--- START ---

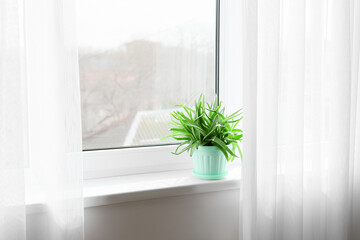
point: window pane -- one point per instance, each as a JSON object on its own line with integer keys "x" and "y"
{"x": 138, "y": 58}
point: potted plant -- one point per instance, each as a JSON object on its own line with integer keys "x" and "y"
{"x": 209, "y": 135}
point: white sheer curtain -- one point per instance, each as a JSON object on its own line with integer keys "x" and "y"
{"x": 40, "y": 125}
{"x": 301, "y": 172}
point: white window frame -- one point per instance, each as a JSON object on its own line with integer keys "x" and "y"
{"x": 138, "y": 160}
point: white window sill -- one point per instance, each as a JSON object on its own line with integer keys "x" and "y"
{"x": 114, "y": 190}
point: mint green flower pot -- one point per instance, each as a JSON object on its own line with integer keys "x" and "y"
{"x": 209, "y": 163}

--- END ---

• Requirement:
Please return only the lines from the one that contains "point: mint green" through the final line of the entries, each exactly as written.

• Finished exercise:
point: mint green flower pot -- one point per instance, each as a JSON object on its own line with integer keys "x" and "y"
{"x": 209, "y": 163}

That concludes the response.